--- START OF TASK INPUT ---
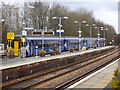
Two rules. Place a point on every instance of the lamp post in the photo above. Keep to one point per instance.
(104, 35)
(60, 26)
(90, 32)
(2, 21)
(80, 32)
--- END OF TASK INPUT ---
#### DO THIS:
Rewrite every line of the records above as a numbered list, skipping any blank lines. Leave the pictures out of your answer.

#### RESPONSE BELOW:
1. Two rules. Place a point on every instance of the lamp post in the photo above. Keep to one point per instance.
2. (104, 35)
3. (60, 26)
4. (90, 32)
5. (2, 21)
6. (80, 32)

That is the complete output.